Your task
Rewrite every line of the rows from the line containing "form [284, 246]." through the end of the rows, and raise each coordinate in the answer points by 121 while leaving all other text unchanged.

-----

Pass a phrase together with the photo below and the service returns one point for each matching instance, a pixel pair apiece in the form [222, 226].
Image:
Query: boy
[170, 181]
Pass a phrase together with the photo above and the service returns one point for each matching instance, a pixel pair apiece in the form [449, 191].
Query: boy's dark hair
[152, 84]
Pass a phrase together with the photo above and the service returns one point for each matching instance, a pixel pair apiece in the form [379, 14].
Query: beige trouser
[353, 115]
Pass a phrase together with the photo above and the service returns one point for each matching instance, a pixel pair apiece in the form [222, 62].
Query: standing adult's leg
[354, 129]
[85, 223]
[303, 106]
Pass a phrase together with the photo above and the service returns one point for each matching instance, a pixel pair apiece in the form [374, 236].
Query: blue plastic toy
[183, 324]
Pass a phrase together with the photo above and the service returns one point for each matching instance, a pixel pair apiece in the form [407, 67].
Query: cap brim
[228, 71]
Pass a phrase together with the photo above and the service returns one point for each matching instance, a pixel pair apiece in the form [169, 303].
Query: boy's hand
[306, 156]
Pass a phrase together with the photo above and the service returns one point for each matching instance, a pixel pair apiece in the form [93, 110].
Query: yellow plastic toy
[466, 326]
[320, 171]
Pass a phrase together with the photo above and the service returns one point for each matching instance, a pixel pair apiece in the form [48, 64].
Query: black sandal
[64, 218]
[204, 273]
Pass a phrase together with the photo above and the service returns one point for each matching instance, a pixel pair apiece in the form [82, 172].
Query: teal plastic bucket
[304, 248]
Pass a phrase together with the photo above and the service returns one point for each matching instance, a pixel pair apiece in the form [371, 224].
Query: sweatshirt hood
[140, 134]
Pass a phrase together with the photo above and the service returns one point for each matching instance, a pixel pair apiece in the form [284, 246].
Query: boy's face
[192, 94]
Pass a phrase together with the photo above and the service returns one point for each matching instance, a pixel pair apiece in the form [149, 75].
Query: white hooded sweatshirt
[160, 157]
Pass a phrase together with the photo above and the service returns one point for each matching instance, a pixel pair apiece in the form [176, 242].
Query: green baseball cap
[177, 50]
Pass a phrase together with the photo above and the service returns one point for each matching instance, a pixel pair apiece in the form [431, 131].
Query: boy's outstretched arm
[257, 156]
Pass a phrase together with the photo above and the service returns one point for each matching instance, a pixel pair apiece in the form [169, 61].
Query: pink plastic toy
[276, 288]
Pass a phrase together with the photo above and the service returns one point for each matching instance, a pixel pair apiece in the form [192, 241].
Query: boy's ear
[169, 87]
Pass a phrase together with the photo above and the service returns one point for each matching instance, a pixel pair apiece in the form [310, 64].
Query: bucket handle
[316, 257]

-----

Solved exercise
Pass a phrase together with the photo above and the service returns one point for each matching instance, a pixel pair apiece in the form [284, 246].
Query: boy's face
[313, 215]
Pass a phrase together with the photo above and the service returns one point for each matching instance, a pixel pair apiece in the form [149, 75].
Query: white hooded sweatshirt
[281, 278]
Pass a phrase together with the photo above and the service returns one point for each matching instance, a pixel pair apiece in the form [176, 242].
Query: green baseball cap
[298, 171]
Pass a phrase together with the photo above and the service returns one point for each matching instance, a pixel pair apiece in the form [431, 131].
Query: boy's outstretched arm
[378, 277]
Pass a phrase together with the photo above and the service returns one point for each matching instance, a pixel pair apiece in the form [169, 61].
Query: pink plastic toy
[397, 409]
Pass a phrase together with the photo above and the service returns one point for each matching instance, a pixel pair apiece in the form [192, 241].
Query: boy's ear
[290, 208]
Pass a phrase together with the photo above and the service returns one point for each matching instance, a pixel pair apiece in the form [310, 64].
Query: bucket handle
[437, 378]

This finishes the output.